> **PROVIDED PASSAGE**:
__________
Dimension

class csdmpy.Dimension(*args, **kwargs)[source]

Bases: object

Dimension class.

An instance of this class describes a dimension of a multi-dimensional system. In version 1.0 of the CSD model, there are three subtypes of the Dimension class:

Creating an instance of a dimension object

There are two ways of creating a new instance of a Dimension class.

From a python dictionary containing valid keywords.

>>> from csdmpy import Dimension
>>> dimension_dictionary = {
...     "type": "linear",
...     "description": "test",
...     "increment": "5 G",
...     "count": 10,
...     "coordinates_offset": "10 mT",
...     "origin_offset": "10 T",
... }
>>> x = Dimension(dimension_dictionary)

Here, dimension_dictionary is the python dictionary.

From valid keyword arguments.

>>> x = Dimension(
...     type="linear",
...     description="test",
...     increment="5 G",
...     count=10,
...     coordinates_offset="10 mT",
...     origin_offset="10 T",
... )

Attributes Summary

type

The dimension subtype.

description

Brief description of the dimension object.

application

Application metadata dictionary of the dimension object.

coordinates

Coordinates, \({\bf X}_k\), along the dimension.

coords

Alias for the coordinates attribute.

absolute_coordinates

Absolute coordinates, \(\bf X_k^{\rm{abs}}\), along the dimension.

count

Number of coordinates, \(N_k \ge 1\), along the dimension.

increment

Increment along a linear dimension.
__________
> **LISTED RECORDS**:

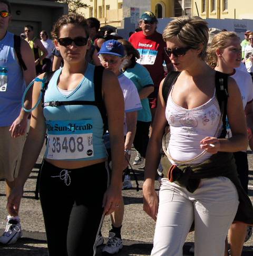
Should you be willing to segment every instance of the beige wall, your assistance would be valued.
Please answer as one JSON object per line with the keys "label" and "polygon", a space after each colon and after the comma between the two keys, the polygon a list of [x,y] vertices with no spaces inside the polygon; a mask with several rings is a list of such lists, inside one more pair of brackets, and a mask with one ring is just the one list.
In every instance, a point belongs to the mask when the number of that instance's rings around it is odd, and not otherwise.
{"label": "beige wall", "polygon": [[[223,0],[206,0],[206,11],[202,11],[204,0],[192,0],[192,14],[197,15],[195,5],[197,3],[199,15],[203,18],[248,18],[253,19],[253,1],[228,0],[228,9],[224,10]],[[216,4],[215,10],[212,11],[212,1]]]}
{"label": "beige wall", "polygon": [[12,7],[12,20],[9,31],[20,35],[24,26],[31,24],[38,36],[41,30],[50,34],[53,24],[62,15],[67,13],[65,4],[37,0],[9,0]]}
__________
> **TASK REQUIREMENTS**:
1. In the csdmpy Dimension page, rewrite the paragraph beginning "An instance of this class describes" more briefly, keeping its main facts.
2. Translate this sentence from the csdmpy Dimension page into Spanish: "There are two ways of creating a new instance of a Dimension class."

> **IN RESPONSE**:
1. A Dimension instance describes one dimension of a multi-dimensional system. Version 1.0 of the CSD model has three Dimension subtypes.

2. Hay dos formas de crear una nueva instancia de la clase Dimension.